Aim of the exercise: Through the line with "Target: windshield wiper" and starting from the first line, return the records below word for word, with pictures left out.

----

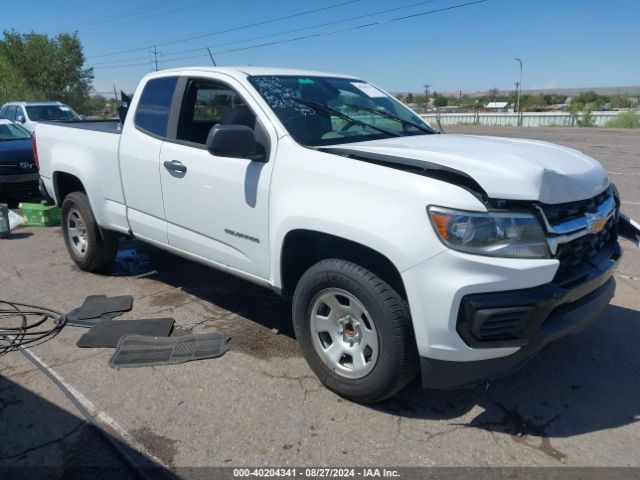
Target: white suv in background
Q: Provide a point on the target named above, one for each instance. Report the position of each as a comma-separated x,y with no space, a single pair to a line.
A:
30,113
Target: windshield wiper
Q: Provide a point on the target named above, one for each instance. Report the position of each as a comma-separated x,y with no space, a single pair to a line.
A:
339,114
384,113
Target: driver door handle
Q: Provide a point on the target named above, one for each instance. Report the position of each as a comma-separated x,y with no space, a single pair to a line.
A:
175,166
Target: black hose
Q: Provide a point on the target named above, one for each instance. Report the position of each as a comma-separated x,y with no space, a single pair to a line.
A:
87,415
23,325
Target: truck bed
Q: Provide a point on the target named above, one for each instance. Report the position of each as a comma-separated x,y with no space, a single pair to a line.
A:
88,151
106,126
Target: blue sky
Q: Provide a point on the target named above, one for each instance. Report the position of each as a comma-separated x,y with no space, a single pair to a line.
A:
563,43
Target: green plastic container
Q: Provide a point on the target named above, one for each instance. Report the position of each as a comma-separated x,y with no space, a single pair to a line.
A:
38,215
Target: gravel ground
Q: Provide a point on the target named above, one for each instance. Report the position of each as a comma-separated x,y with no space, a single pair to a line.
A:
575,404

----

Reply to the exercise:
Target: white suv in background
Q: Provide a point on the target named above, one for each instance. Report the position of each as a comma-separated x,y with no space, a single pair to a line.
A:
30,113
Target: windshield wiper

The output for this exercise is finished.